KUTIPAN TERPILIH:
»»

Selain tambak udang yang dimiliki oleh masyarakat, kawasan tambak udang intensif
telah dikembangkan di pesisir timur dengan pola tambak inti rakyat oleh PT CPB dan PT DCD
yang terletak di pesisir Kabupaten Tulang Bawang. Areal pertambakan PT DCD menempati
lahan seluas 16.250 ha yang terletak di antara Muara Way Mesuji dan Muara Way Tulang
Bawang di Kecamatan Rawajitu Timur; sedangkan areal pertambakan milik PT CPB terletak di
lahan pesisir antara Muara Way Tulang Bawang dan Way Seputih dengan alokasi lahan sekitar
23.900 ha yang terletak di Kecamatan Dente Teladas. Namun dalam perkembangannya, tidak
semua lahan yang dialokasikan digunakan oleh PT CPB; lahan-lahan tersebut banyak yang
dimanfaatkan oleh masyarakat untuk lahan pertanian, pemukiman, maupun tambak rakyat.
Dalam pembangunan areal pertambakannya, PT DCD dan PT CPB telah mengalokasikan
lahan yang berbatasan langsung dengan laut selebar 200 m sebagai kawasan green belt yang
ditumbuhi oleh vegetasi mangrove. Selain kedua perusahaan tersebut, di pesisir Tulang Bawang
juga berkembang tambak rakyat dengan sistem tradisional yang menempati lahan lebih dari
2.000 ha. Tambak-tambak rakyat ini umumnya dibangun di lahan yang terdapat di sekitar muara-
muara sungai hingga pesisir pantai dengan tidak menyisakan areal mangrove sebagai green belt.

««

(Cuplikan data penunjukan)
»»

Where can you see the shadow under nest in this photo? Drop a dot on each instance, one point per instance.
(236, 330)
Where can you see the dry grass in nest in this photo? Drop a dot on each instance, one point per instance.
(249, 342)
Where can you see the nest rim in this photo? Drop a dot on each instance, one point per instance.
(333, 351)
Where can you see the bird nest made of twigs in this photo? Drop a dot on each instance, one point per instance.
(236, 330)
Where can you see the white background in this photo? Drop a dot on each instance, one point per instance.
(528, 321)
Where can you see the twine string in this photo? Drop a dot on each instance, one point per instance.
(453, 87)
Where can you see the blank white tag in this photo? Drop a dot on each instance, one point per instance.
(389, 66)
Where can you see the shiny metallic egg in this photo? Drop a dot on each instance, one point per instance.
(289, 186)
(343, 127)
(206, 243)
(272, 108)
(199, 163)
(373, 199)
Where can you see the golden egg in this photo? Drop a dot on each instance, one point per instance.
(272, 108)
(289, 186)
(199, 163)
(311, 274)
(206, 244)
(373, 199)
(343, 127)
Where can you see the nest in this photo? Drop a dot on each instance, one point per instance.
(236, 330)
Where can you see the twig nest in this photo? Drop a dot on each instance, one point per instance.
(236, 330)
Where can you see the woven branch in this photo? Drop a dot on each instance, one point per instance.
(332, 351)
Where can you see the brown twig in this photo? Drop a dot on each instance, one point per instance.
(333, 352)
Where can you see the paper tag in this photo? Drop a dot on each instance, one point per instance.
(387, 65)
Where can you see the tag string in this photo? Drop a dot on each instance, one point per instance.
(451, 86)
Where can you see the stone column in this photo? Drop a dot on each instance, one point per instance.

««
»»

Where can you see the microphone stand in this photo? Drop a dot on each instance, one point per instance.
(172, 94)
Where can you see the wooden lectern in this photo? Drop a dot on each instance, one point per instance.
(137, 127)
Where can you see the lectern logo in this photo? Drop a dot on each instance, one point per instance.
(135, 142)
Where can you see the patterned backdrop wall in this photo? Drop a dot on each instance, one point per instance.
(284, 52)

««

PERINTAH: Sunting kutipan tentang tambak udang di pesisir Tulang Bawang: tulis ulang bagian yang dimulai pada kata-kata "Selain tambak udang" dan berhenti setelah "maupun tambak rakyat.", dengan mengganti "pertanian" menjadi "perkebunan". Baris-baris data di atas merupakan bahan tersendiri yang tidak berkaitan dengan kutipan.

JAWABAN TUGAS:
Selain tambak udang yang dimiliki oleh masyarakat, kawasan tambak udang intensif
telah dikembangkan di pesisir timur dengan pola tambak inti rakyat oleh PT CPB dan PT DCD
yang terletak di pesisir Kabupaten Tulang Bawang. Areal pertambakan PT DCD menempati
lahan seluas 16.250 ha yang terletak di antara Muara Way Mesuji dan Muara Way Tulang
Bawang di Kecamatan Rawajitu Timur; sedangkan areal pertambakan milik PT CPB terletak di
lahan pesisir antara Muara Way Tulang Bawang dan Way Seputih dengan alokasi lahan sekitar
23.900 ha yang terletak di Kecamatan Dente Teladas. Namun dalam perkembangannya, tidak
semua lahan yang dialokasikan digunakan oleh PT CPB; lahan-lahan tersebut banyak yang
dimanfaatkan oleh masyarakat untuk lahan perkebunan, pemukiman, maupun tambak rakyat.